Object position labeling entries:
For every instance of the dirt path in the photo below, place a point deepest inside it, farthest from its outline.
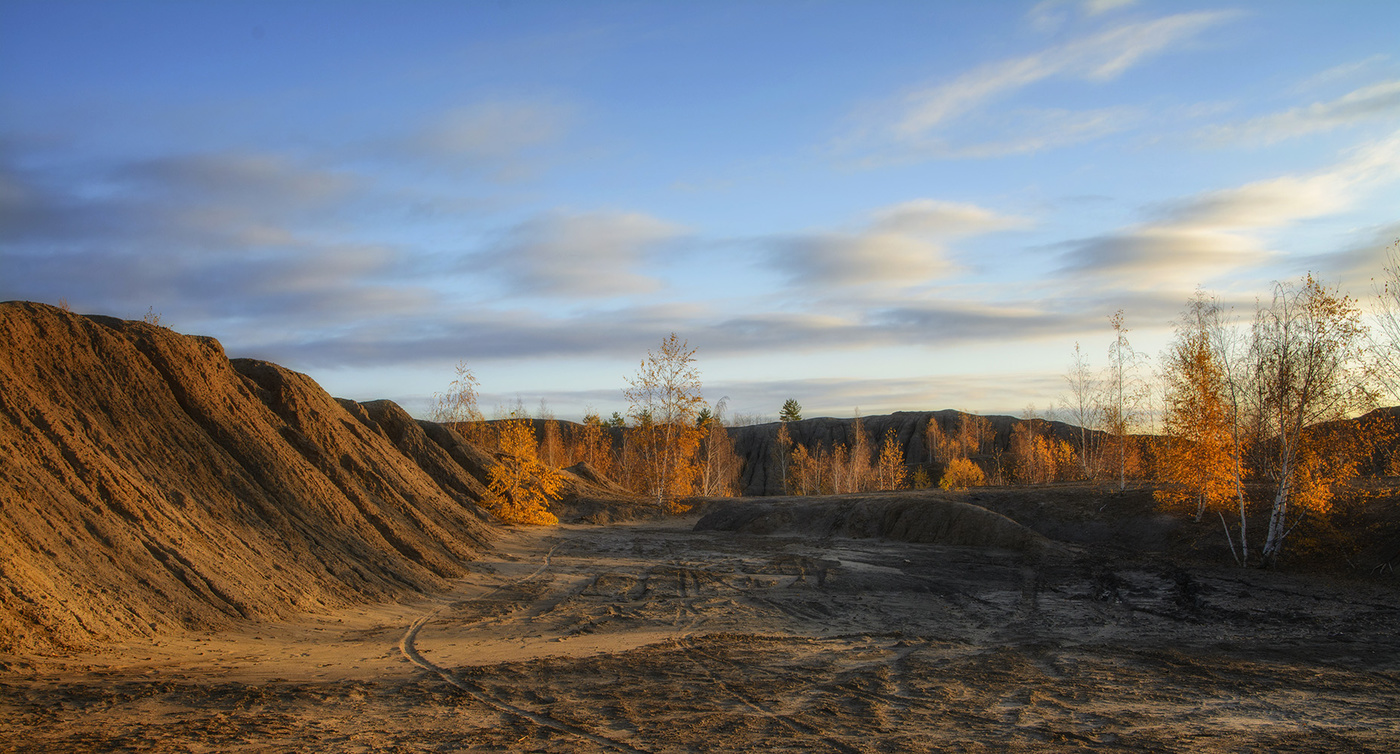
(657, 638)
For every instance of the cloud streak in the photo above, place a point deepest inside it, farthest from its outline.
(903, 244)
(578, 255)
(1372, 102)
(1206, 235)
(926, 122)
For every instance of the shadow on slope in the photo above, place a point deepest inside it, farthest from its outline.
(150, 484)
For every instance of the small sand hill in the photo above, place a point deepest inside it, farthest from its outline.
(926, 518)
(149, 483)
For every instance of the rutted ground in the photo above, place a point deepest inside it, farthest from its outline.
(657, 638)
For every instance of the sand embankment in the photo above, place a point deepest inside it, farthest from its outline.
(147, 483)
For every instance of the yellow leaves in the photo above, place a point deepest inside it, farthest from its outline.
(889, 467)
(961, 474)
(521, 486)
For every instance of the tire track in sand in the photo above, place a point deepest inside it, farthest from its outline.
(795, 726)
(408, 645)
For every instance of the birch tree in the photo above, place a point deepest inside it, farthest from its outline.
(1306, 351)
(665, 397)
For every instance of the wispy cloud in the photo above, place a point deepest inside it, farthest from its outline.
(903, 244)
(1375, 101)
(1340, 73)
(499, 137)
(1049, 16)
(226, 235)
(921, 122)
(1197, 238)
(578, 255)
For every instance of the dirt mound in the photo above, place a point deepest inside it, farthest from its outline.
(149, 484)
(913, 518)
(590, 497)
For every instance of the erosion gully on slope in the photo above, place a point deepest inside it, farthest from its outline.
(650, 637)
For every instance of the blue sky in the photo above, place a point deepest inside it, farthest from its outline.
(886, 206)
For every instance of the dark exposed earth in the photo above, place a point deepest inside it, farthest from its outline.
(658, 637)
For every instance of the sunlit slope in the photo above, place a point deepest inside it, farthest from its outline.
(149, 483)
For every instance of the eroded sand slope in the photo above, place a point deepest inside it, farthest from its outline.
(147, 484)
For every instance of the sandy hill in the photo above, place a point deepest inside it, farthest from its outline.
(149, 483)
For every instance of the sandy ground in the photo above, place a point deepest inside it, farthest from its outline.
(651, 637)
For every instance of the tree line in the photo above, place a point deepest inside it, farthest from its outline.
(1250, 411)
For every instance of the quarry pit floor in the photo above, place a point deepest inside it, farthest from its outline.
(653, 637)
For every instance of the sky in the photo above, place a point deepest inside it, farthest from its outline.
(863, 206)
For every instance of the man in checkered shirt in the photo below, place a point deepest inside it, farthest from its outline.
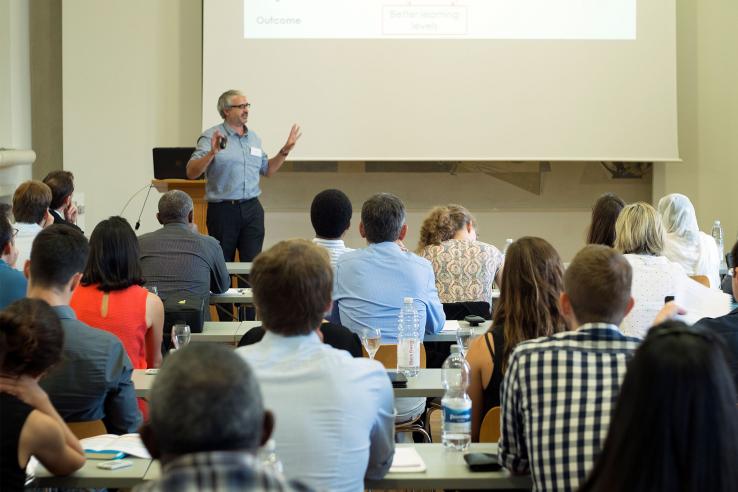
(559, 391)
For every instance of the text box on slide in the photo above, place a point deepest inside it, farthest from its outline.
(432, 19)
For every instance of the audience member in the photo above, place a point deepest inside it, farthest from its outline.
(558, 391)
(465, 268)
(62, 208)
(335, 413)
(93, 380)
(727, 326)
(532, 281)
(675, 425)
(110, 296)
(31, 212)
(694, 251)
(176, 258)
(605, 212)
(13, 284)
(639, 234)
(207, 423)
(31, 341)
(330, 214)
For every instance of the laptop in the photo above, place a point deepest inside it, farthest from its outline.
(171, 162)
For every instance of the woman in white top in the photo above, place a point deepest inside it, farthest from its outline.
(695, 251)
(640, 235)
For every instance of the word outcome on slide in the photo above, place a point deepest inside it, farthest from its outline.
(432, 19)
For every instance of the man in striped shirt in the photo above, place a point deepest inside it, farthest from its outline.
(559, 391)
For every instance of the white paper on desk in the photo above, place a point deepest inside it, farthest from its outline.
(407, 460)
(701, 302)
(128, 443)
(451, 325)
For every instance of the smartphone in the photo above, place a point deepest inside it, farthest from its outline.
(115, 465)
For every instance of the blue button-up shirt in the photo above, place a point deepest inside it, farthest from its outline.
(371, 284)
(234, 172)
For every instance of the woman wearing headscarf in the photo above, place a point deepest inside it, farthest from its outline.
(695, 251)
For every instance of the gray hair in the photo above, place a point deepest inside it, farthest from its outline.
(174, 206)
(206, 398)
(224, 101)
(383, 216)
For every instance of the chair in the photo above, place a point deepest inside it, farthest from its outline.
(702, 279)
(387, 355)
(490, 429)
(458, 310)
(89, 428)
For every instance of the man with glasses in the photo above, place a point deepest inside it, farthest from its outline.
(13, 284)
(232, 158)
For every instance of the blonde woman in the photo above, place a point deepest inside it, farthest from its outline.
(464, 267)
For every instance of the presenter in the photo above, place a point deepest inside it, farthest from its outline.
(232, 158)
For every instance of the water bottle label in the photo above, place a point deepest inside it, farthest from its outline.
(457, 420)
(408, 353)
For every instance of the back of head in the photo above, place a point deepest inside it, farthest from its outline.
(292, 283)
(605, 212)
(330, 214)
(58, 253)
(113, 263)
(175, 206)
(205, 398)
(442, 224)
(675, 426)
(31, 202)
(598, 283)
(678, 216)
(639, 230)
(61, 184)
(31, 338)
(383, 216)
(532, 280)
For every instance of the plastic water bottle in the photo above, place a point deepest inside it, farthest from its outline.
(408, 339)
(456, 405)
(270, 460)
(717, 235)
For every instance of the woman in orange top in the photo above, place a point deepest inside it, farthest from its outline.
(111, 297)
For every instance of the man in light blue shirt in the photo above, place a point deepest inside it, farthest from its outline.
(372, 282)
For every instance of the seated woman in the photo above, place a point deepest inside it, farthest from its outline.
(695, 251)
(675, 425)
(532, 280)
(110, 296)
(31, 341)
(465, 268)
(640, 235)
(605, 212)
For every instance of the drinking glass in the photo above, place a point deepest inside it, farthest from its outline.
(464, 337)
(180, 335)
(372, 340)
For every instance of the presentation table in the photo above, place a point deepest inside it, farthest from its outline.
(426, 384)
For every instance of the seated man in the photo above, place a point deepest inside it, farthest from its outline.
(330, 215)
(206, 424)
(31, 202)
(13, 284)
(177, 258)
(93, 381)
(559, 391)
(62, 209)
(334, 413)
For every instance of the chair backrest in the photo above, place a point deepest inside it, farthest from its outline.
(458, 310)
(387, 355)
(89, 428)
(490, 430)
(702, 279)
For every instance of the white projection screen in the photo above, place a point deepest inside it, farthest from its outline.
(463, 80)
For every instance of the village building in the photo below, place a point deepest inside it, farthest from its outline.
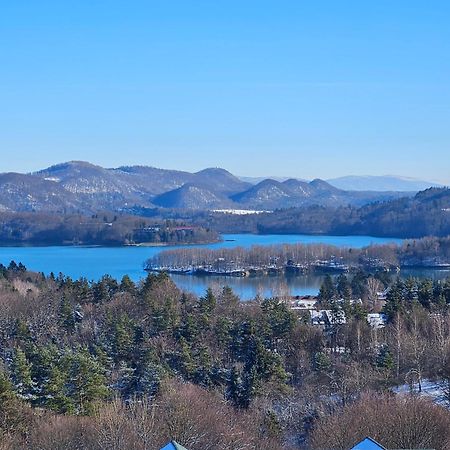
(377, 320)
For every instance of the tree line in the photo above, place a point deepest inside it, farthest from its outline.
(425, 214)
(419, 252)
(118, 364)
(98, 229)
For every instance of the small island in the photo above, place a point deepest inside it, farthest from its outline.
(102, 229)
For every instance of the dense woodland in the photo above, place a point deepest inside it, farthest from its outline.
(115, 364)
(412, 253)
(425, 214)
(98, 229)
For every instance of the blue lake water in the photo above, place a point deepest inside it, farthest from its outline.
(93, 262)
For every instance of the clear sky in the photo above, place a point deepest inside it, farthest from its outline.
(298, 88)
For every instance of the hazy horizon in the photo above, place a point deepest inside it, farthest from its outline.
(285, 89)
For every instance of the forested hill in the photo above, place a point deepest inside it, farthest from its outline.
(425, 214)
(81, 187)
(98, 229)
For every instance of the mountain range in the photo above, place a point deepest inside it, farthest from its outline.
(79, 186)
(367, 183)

- REQUIRED WORK: Copy out all the entries exactly. Images stay out of the copy.

- REPLY:
For every instance of the dirt path in the photo below, place a point deepest inside it, farthest from its outline.
(657, 638)
For every instance of the cloud streak in the photo above, place a point deepest inside it, farthest from its outline.
(903, 244)
(578, 255)
(1372, 102)
(1206, 235)
(926, 122)
For every instance of the shadow on slope in the photo above, place a point deepest inside it, farthest from its outline.
(150, 484)
For every instance of the small sand hill in the photo above, place a point deepest inside it, farthest from its outline.
(926, 518)
(149, 483)
For every instance of the rutted ground in the photo above, place a point deepest inside it, farthest from its outline.
(657, 638)
For every instance of the sand embankment in the photo above, place a point deepest inside it, farthest from its outline.
(147, 483)
For every instance of the yellow leaves in the photo above, place a point deepest inside it, farthest from its outline.
(889, 467)
(961, 474)
(521, 486)
For every instance of the tire track in sand in the photo above, place a point deepest inside it, farthest from its outline.
(795, 726)
(408, 645)
For every instance of the birch tree in the photo above, place a point deepest inside it, farthest from its outline.
(1306, 351)
(665, 397)
For every instance of the wispy cloud in the photo above, place a point deepest inside it, farthest from its outline.
(903, 244)
(1375, 101)
(1340, 73)
(499, 137)
(1049, 16)
(226, 235)
(921, 122)
(1197, 238)
(578, 255)
For every instance of the dirt mound in the photo above, place a point deepest inside it, farthest from its outline.
(149, 484)
(913, 518)
(590, 497)
For every instance of the erosion gully on slope in the photo above, place a point deepest inside it, farthest from its outline.
(650, 637)
For every instance of the blue sky in the photo above, place a point deepest inside it, farthest from its outline.
(886, 206)
For every instance of the dark exposed earth in the photo above, place a point deepest inside it, farthest from its outline.
(658, 637)
For every instance of the sunlit slope in the photo above, place a point deepest inside it, farthest from its outline.
(149, 483)
For every instance of the eroded sand slope in the photo above, place a point deepest inside it, farthest from its outline.
(147, 484)
For every instance of the sandy hill in the photo above, place a point deepest inside it, farthest from its outline.
(149, 483)
For every instance of the sandy ground in the photo above, place a point deepest inside it, farthest from its outline.
(651, 637)
For every instance of the tree line in the photo above, place a point deepest inside it, farthest from its outline.
(1250, 411)
For every instance of the quarry pit floor in the photo above, place a point deepest inside it, farthest from its outline.
(653, 637)
For every instance of the sky in the photo above, place a point deepest inside it, farthest from its outline.
(863, 206)
For every instance of the man in checkered shirt in the photo below, place a point deepest inside it, farthest from its outline.
(559, 391)
For every instance of the text box on slide in the photo above, place a point deepest inside it, farthest from its outline.
(432, 19)
For every instance of the audience member in the photo above, place a point deepest inside it, farthest from its outline.
(558, 391)
(465, 268)
(62, 208)
(335, 413)
(93, 380)
(727, 326)
(532, 281)
(675, 425)
(110, 296)
(31, 212)
(694, 251)
(176, 258)
(605, 212)
(13, 284)
(639, 234)
(207, 423)
(31, 341)
(330, 214)
For every instance of the laptop in the photo above, place a point deepest inside it, farthest from its outline.
(171, 162)
For every instance of the woman in white top in the photo above, place a point deepest inside it, farthest from its outline.
(695, 251)
(640, 235)
For every instance of the word outcome on slide in the photo above, place a point deepest inside it, farthest from its outline.
(432, 19)
For every instance of the man in striped shirt in the photo above, place a point deepest inside it, farthest from its outline.
(559, 391)
For every instance of the white paper on desk in the photo above, place a point deepest inside it, farthest from its outline.
(407, 460)
(701, 302)
(128, 443)
(451, 325)
For every instance of the smartphone in the photo above, place a point deepest inside it, farthest from its outline.
(115, 465)
For every instance of the blue button-up shirt in the photo above, place a point deepest inside it, farthest from its outline.
(371, 284)
(234, 172)
For every instance of the woman wearing headscarf in the photo above, place a point deepest inside it, farthest from its outline.
(695, 251)
For every instance of the gray hair in the photo above, place a point deepest inside it, farthest from its outline.
(174, 206)
(206, 398)
(224, 101)
(383, 216)
For every instance of the chair in the photo above, place a point deepest inside it, farthest from its outline.
(702, 279)
(387, 355)
(490, 429)
(458, 310)
(89, 428)
For every instance of the man with glasses in the photo above, place a point deepest inside it, farthest from its outline.
(13, 284)
(232, 158)
For every instance of the blonde woman in the photo above, place a point deepest inside it, farthest from its outline.
(464, 267)
For every instance of the presenter in the photo above, place a point deepest inside it, farthest from its outline.
(232, 158)
For every instance of the water bottle label in the photo above, place a point deepest inside it, farthest from its outline.
(457, 420)
(408, 353)
For every instance of the back of head in the photo above, place a point deepest inside it, farthest from its outline.
(292, 283)
(605, 212)
(330, 214)
(58, 253)
(113, 263)
(175, 206)
(205, 398)
(442, 224)
(675, 426)
(31, 202)
(598, 283)
(678, 216)
(639, 230)
(61, 184)
(31, 338)
(383, 216)
(532, 280)
For every instance of the plastic water bottle in the photo above, place a point deepest inside it, farthest from its outline.
(408, 339)
(456, 405)
(270, 460)
(717, 235)
For every instance of the woman in orange top in the photo above, place a point deepest inside it, farthest from its outline.
(111, 297)
For every instance of the man in light blue shirt in the photo above, place a point deepest inside it, farthest from its outline.
(372, 282)
For every instance of the seated woman in the photo above, place a point deepest inside it, farthest from its outline.
(695, 251)
(675, 425)
(532, 280)
(110, 296)
(31, 341)
(465, 268)
(640, 235)
(605, 212)
For every instance of the drinking glass in the photo above, place a point deepest inside it, farthest from its outline.
(464, 337)
(180, 335)
(372, 340)
For every instance of the presentation table in the photo above, place a point deepest inside it, farthest from its outline.
(426, 384)
For every instance of the seated man in the photo above, place a point deepest inside it, farthest from its outline.
(330, 215)
(206, 424)
(31, 202)
(13, 284)
(177, 258)
(93, 381)
(559, 391)
(62, 209)
(334, 413)
For every instance of the chair backrest in the photo above, place a point deepest inside it, farthest from its outline.
(458, 310)
(387, 355)
(89, 428)
(490, 430)
(702, 279)
For every instance of the white projection screen in the photo above, place a point deepest inside it, farthest from its outline.
(463, 80)
For every instance of the village building in the photo below, place a point deepest inside it, farthest from its outline.
(377, 320)
For every instance of the tree line in the photo above, place a point deepest inside it, farthest from its outline.
(425, 214)
(419, 252)
(118, 364)
(98, 229)
For every instance of the small island in the photo above, place a point deepest inside it, farthest from its outline.
(102, 229)
For every instance of the dense woodland in the photo above, place a point deepest inside it, farthest from its outline.
(115, 364)
(412, 253)
(425, 214)
(98, 229)
For every instance of the blue lake water in the photo above, place a point deepest inside it, farthest from its outline.
(93, 262)
For every instance of the clear sky in the photo above, place a point deepest inside it, farthest from its outline.
(298, 88)
For every instance of the hazy horizon in the photo above, place a point deepest inside it, farthest from its outline.
(285, 89)
For every instance of the forested hill in the photo above, place a point deepest inside it, farthest from its outline.
(425, 214)
(81, 187)
(98, 229)
For every instance of the mountain range in the photo above, place a point deepest inside it, farthest from its outline.
(79, 186)
(367, 183)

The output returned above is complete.